» **Task description**:
Copy the listing exactly; drop the pictures.
══════════════════════════════
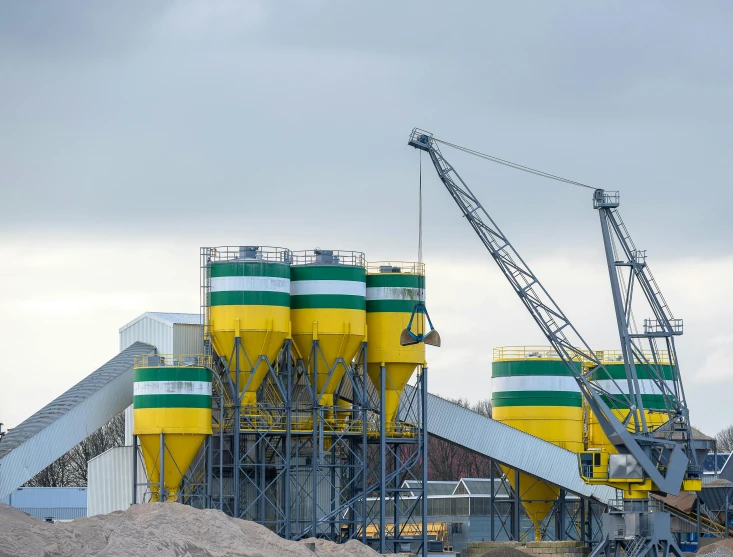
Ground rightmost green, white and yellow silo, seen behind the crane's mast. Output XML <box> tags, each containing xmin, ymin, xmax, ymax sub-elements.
<box><xmin>588</xmin><ymin>350</ymin><xmax>675</xmax><ymax>453</ymax></box>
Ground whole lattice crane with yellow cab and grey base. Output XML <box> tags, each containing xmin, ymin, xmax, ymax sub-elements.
<box><xmin>408</xmin><ymin>128</ymin><xmax>702</xmax><ymax>557</ymax></box>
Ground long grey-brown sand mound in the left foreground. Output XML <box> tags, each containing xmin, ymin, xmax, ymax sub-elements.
<box><xmin>0</xmin><ymin>503</ymin><xmax>379</xmax><ymax>557</ymax></box>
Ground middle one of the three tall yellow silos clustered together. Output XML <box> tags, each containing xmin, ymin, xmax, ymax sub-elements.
<box><xmin>290</xmin><ymin>249</ymin><xmax>366</xmax><ymax>407</ymax></box>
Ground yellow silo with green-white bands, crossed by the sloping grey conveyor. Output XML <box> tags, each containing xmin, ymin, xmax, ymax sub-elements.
<box><xmin>491</xmin><ymin>347</ymin><xmax>583</xmax><ymax>540</ymax></box>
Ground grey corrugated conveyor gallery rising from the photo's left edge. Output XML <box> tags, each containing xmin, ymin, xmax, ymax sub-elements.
<box><xmin>0</xmin><ymin>342</ymin><xmax>155</xmax><ymax>499</ymax></box>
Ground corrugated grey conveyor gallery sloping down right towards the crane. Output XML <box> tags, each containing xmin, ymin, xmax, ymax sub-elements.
<box><xmin>405</xmin><ymin>385</ymin><xmax>615</xmax><ymax>503</ymax></box>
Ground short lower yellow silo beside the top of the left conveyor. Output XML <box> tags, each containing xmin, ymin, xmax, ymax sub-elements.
<box><xmin>133</xmin><ymin>356</ymin><xmax>211</xmax><ymax>501</ymax></box>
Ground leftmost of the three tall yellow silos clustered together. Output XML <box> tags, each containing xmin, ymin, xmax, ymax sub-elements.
<box><xmin>208</xmin><ymin>246</ymin><xmax>290</xmax><ymax>406</ymax></box>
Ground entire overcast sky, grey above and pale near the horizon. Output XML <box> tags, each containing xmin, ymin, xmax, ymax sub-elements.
<box><xmin>0</xmin><ymin>0</ymin><xmax>733</xmax><ymax>433</ymax></box>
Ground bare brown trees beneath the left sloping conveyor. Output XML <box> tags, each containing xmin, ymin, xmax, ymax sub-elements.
<box><xmin>25</xmin><ymin>412</ymin><xmax>125</xmax><ymax>487</ymax></box>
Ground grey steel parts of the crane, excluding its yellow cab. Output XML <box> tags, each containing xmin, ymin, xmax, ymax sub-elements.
<box><xmin>408</xmin><ymin>128</ymin><xmax>699</xmax><ymax>557</ymax></box>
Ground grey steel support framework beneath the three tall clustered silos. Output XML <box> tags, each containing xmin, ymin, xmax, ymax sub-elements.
<box><xmin>197</xmin><ymin>246</ymin><xmax>427</xmax><ymax>553</ymax></box>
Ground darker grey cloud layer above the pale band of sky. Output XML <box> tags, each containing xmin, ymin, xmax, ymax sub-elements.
<box><xmin>0</xmin><ymin>1</ymin><xmax>733</xmax><ymax>255</ymax></box>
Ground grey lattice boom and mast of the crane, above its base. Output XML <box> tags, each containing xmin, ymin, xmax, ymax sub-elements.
<box><xmin>408</xmin><ymin>128</ymin><xmax>696</xmax><ymax>494</ymax></box>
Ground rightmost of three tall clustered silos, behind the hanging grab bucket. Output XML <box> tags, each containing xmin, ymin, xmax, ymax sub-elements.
══════════════════════════════
» **The completed task**:
Ground rightmost green, white and yellow silo, seen behind the crane's mast. Output XML <box> tags, each containing xmin, ymin, xmax, ymax sub-elements.
<box><xmin>588</xmin><ymin>350</ymin><xmax>675</xmax><ymax>453</ymax></box>
Ground whole lattice crane with yellow cab and grey base. Output XML <box> tags, each containing xmin, ymin, xmax, ymax sub-elements.
<box><xmin>408</xmin><ymin>128</ymin><xmax>702</xmax><ymax>557</ymax></box>
Ground long grey-brown sand mound in the left foreground. Output XML <box> tags, each containing xmin, ymin, xmax, ymax sub-elements.
<box><xmin>0</xmin><ymin>503</ymin><xmax>379</xmax><ymax>557</ymax></box>
Ground middle one of the three tall yellow silos clustered together. Output XML <box> tags, each containing xmin, ymin, xmax, ymax sub-elements.
<box><xmin>290</xmin><ymin>249</ymin><xmax>366</xmax><ymax>407</ymax></box>
Ground yellow silo with green-white bands, crossed by the sloping grey conveyor. Output XML <box> tags, each containing xmin, ymin, xmax, ymax sub-elements.
<box><xmin>491</xmin><ymin>347</ymin><xmax>583</xmax><ymax>540</ymax></box>
Ground grey corrugated conveyor gallery rising from the photo's left edge. Output XML <box> tags, each containing xmin, ymin, xmax, ymax sub-elements.
<box><xmin>0</xmin><ymin>342</ymin><xmax>155</xmax><ymax>499</ymax></box>
Ground corrugated grey conveyor gallery sloping down right towards the crane. Output XML <box> tags, each containing xmin, ymin, xmax, ymax sub-elements.
<box><xmin>405</xmin><ymin>385</ymin><xmax>615</xmax><ymax>503</ymax></box>
Ground short lower yellow silo beside the top of the left conveyor. Output XML <box> tags, each containing xmin, ymin, xmax, ymax sub-elements.
<box><xmin>133</xmin><ymin>356</ymin><xmax>211</xmax><ymax>501</ymax></box>
Ground leftmost of the three tall yellow silos clustered together. Output XML <box> tags, each containing xmin, ymin, xmax, ymax sub-elements.
<box><xmin>208</xmin><ymin>246</ymin><xmax>290</xmax><ymax>406</ymax></box>
Ground entire overcast sky, grey above and pale near the horizon. Output XML <box> tags, each containing xmin, ymin, xmax, ymax sub-elements.
<box><xmin>0</xmin><ymin>0</ymin><xmax>733</xmax><ymax>433</ymax></box>
Ground bare brown trees beneath the left sloping conveyor. Output XML <box> tags, each containing xmin, ymin, xmax, ymax sub-elements.
<box><xmin>25</xmin><ymin>412</ymin><xmax>125</xmax><ymax>487</ymax></box>
Ground grey steel parts of the crane, excluding its yellow cab. Output XML <box> tags, each containing xmin, ymin, xmax, ymax sub-elements.
<box><xmin>408</xmin><ymin>128</ymin><xmax>699</xmax><ymax>557</ymax></box>
Ground grey steel support framework beneath the three tall clustered silos. Output XML <box> tags, each containing xmin, ymin, xmax, ymax sub-elements.
<box><xmin>197</xmin><ymin>246</ymin><xmax>427</xmax><ymax>553</ymax></box>
Ground darker grey cloud layer above the pale band of sky. Output XML <box> tags, each containing xmin, ymin, xmax, ymax sub-elements.
<box><xmin>0</xmin><ymin>1</ymin><xmax>733</xmax><ymax>255</ymax></box>
Ground grey lattice boom and mast of the crane, above its base. Output XML <box> tags, each containing xmin, ymin, xmax, ymax sub-elements.
<box><xmin>408</xmin><ymin>128</ymin><xmax>696</xmax><ymax>494</ymax></box>
Ground rightmost of three tall clustered silos, behind the hanging grab bucket. Output XML <box> tags, each containing xmin, ymin, xmax, ymax sub-elements.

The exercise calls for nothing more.